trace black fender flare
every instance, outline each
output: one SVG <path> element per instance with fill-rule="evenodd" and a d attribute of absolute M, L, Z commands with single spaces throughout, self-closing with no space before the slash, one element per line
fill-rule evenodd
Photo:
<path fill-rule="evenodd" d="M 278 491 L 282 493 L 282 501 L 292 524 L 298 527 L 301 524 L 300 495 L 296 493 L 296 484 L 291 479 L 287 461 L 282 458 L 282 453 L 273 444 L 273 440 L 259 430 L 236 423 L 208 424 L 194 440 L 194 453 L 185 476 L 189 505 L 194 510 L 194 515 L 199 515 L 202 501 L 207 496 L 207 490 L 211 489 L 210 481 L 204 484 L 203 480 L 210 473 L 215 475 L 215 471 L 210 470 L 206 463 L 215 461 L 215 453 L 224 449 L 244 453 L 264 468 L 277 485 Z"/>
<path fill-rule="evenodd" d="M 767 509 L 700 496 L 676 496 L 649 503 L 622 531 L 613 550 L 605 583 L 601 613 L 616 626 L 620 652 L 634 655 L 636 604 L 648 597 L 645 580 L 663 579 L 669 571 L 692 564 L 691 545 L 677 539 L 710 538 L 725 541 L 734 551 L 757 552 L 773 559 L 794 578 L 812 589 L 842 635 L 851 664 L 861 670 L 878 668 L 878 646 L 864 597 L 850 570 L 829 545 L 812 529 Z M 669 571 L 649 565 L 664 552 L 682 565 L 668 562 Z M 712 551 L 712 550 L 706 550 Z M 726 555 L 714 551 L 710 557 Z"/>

+++++

**Goal**
Which lines of the records contain the word "instance"? List each one, copied in full.

**Task answer**
every instance, outline each
output: one SVG <path> element per instance with fill-rule="evenodd" and a d attribute of absolute M, L, Z commands with single spaces throughout, self-closing with no space before the slash, one element per line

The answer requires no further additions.